Show every line below that contains the word "Return", treating case as significant.

(Rows from an object pointing dataset)
-- Begin --

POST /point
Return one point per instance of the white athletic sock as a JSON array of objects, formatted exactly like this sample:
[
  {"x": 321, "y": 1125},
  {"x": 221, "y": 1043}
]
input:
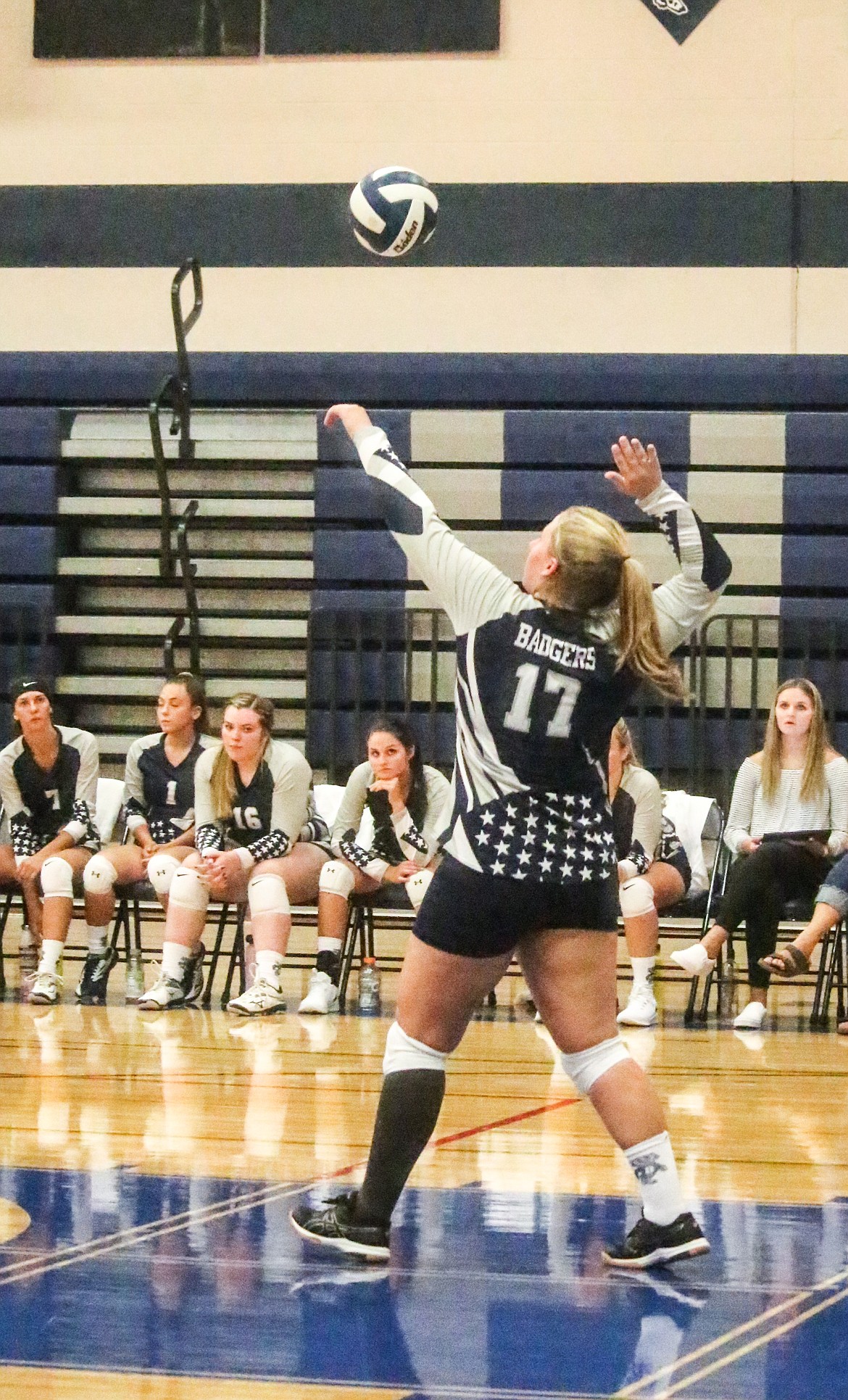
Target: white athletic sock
[
  {"x": 51, "y": 953},
  {"x": 655, "y": 1169},
  {"x": 329, "y": 945},
  {"x": 269, "y": 964},
  {"x": 97, "y": 938},
  {"x": 641, "y": 971},
  {"x": 174, "y": 956}
]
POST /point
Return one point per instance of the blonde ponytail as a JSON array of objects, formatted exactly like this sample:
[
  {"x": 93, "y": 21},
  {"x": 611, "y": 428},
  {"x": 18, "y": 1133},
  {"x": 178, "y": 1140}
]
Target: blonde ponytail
[
  {"x": 640, "y": 646},
  {"x": 598, "y": 570},
  {"x": 223, "y": 774}
]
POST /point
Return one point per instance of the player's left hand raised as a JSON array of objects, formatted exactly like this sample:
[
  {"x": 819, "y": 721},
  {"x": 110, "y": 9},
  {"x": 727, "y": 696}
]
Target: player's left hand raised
[
  {"x": 639, "y": 468},
  {"x": 349, "y": 415}
]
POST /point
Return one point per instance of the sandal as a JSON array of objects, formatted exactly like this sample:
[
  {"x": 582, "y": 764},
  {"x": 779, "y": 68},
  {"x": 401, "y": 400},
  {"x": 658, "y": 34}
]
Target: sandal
[{"x": 787, "y": 962}]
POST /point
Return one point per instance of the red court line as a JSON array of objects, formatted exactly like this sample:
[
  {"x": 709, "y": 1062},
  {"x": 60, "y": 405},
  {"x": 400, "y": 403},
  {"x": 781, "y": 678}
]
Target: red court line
[{"x": 503, "y": 1123}]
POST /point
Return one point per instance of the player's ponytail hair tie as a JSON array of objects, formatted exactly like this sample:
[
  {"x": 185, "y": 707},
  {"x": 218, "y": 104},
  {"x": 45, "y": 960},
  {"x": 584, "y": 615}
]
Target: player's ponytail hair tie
[{"x": 598, "y": 571}]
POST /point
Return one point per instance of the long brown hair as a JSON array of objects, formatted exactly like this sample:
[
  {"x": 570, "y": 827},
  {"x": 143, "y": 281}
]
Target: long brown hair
[
  {"x": 812, "y": 782},
  {"x": 598, "y": 570},
  {"x": 223, "y": 774}
]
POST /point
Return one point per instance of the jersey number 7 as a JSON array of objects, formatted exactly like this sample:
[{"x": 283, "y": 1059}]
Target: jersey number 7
[{"x": 518, "y": 714}]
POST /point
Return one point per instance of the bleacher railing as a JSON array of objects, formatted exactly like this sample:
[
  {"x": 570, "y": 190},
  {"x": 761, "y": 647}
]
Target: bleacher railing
[
  {"x": 175, "y": 394},
  {"x": 362, "y": 663}
]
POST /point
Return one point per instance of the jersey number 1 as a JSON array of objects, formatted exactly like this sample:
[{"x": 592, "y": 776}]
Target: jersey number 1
[{"x": 518, "y": 716}]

-- End --

Solution below:
Return one point per instance of the white athletic sock as a JSON array of objects, formatted exactly like this sample:
Return one point per instance of the blonde ponytail as a JSON array of objects, formatted exactly like this sample:
Return one point per instance of the player's left hand raised as a JSON array of objects, formatted exactly like this sample:
Return one point per instance of the sandal as a JSON array of objects, formatted exactly like this sample:
Return one point per instance of the red court line as a JSON array of objects, formatted exactly like this sample:
Return one point per instance of the player's ponytail hair tie as a JSON array of objects, formatted exactly like this sample:
Return one point per instance of the long brown hair as a JSON array of objects, formatted exactly like this sample:
Return one point per instance of the jersey number 7 as a JSON array of objects, formatted exactly like this sample:
Return one point per instance of the bleacher railing as a JSON array of objects, formatted exactly like this sample:
Return one point per instance of the jersey number 1 as a JSON array of objects, formatted exactly like this sample:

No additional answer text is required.